*** Begin section ***

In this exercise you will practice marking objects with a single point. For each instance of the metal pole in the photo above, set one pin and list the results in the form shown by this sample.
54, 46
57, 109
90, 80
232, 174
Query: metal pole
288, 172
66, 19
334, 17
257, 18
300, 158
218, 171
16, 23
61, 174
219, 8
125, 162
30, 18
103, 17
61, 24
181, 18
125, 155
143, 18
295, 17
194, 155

*** End section ***

Exercise goal
Repeat all of the material above exactly, with no line dropped.

Exercise solution
In this exercise you will practice marking objects with a single point. For each instance of the metal pole in the photo above, set one pin and list the results in the form shown by this sample.
54, 46
57, 109
90, 80
232, 174
Query: metal pole
288, 172
66, 19
334, 17
257, 18
300, 158
218, 171
16, 23
61, 174
219, 8
125, 162
30, 18
103, 17
61, 24
181, 18
125, 155
143, 18
295, 17
194, 155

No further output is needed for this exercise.